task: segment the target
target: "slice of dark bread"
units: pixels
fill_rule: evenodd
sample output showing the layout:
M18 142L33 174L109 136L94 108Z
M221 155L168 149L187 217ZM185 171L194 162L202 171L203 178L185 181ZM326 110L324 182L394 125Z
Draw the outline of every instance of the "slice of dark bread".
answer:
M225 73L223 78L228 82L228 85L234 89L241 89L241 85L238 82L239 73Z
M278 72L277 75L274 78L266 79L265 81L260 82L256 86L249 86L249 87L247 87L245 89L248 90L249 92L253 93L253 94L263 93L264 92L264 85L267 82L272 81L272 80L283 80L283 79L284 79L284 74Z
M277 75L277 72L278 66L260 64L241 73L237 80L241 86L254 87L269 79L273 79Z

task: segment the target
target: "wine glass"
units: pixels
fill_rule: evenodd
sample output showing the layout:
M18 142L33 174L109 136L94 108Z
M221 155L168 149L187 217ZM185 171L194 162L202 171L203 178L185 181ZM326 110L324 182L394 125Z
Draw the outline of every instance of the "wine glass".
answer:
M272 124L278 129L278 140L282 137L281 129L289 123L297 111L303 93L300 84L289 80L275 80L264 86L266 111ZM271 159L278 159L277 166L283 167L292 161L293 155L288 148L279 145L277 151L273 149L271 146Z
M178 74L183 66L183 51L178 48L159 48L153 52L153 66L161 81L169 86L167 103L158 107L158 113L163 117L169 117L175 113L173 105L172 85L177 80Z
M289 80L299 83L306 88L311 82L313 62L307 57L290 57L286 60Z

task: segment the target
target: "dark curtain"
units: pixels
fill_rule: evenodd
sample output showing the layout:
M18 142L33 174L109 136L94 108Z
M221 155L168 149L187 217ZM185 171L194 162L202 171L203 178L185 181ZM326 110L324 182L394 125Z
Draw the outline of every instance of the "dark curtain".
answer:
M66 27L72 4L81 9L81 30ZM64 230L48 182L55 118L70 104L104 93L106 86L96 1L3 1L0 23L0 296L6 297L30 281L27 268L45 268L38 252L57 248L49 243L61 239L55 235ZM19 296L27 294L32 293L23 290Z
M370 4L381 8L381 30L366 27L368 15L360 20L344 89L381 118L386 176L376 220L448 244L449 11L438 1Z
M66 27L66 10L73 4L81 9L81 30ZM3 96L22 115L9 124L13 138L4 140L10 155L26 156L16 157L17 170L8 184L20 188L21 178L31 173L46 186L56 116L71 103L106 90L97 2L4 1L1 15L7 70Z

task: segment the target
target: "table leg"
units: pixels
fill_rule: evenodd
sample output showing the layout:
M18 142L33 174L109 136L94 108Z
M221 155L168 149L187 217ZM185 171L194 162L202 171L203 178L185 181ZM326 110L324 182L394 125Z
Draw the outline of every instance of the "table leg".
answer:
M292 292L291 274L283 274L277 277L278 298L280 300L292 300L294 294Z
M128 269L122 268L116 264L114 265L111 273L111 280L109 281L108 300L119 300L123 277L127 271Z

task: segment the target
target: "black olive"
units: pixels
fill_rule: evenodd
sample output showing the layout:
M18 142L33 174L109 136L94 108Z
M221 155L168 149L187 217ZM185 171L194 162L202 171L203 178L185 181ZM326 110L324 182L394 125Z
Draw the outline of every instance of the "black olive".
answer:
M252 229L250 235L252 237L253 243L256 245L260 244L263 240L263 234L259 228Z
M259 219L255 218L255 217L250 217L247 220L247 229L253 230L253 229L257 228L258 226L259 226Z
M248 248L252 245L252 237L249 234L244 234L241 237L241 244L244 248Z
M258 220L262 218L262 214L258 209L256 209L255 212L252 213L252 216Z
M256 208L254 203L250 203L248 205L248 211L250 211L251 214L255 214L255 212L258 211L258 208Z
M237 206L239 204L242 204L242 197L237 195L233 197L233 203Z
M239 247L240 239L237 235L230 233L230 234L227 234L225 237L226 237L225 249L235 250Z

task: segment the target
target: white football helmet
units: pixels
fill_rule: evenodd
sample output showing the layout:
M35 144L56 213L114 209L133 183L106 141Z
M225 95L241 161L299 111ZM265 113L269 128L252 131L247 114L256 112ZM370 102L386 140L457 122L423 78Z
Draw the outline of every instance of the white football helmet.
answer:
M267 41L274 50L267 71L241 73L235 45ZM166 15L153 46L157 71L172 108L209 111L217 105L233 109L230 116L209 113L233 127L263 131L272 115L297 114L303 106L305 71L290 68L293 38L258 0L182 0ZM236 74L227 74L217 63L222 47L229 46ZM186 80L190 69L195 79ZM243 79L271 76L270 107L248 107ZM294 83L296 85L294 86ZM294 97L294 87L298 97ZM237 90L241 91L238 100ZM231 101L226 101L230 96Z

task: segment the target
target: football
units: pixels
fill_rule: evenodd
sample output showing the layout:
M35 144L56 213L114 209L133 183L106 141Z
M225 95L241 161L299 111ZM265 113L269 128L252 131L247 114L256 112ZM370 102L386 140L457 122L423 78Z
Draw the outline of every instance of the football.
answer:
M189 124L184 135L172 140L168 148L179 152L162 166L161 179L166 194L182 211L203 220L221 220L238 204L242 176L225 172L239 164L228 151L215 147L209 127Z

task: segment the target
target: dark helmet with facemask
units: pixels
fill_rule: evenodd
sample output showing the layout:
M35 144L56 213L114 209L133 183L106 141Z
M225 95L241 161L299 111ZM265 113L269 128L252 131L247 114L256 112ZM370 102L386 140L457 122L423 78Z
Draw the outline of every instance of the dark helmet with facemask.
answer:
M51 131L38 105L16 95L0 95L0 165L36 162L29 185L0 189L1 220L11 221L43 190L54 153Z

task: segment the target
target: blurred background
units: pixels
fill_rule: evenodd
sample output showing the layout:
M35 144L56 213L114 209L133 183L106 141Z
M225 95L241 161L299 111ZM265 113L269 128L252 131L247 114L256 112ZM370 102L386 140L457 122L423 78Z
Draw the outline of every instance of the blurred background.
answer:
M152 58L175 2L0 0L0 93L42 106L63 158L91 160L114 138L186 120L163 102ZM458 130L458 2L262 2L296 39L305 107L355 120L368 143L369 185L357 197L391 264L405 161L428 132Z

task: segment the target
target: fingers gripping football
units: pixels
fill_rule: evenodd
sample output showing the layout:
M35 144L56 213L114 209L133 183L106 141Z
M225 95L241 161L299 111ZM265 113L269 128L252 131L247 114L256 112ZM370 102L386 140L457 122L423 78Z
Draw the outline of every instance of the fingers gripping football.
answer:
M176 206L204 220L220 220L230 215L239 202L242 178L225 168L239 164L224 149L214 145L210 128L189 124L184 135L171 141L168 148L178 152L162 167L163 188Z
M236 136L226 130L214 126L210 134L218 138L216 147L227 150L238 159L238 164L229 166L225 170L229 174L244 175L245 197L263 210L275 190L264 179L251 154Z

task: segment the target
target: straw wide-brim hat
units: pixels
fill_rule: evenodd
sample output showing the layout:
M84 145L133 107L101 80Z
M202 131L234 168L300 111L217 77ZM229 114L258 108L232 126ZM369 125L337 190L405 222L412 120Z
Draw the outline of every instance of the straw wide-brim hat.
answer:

* * * * * * * * *

**Work instructions**
Show every line in the rows that contains the string "facemask", matching case exactly.

**Solution below**
target: dark helmet with facemask
Draw the outline of every instance of the dark helmet with facemask.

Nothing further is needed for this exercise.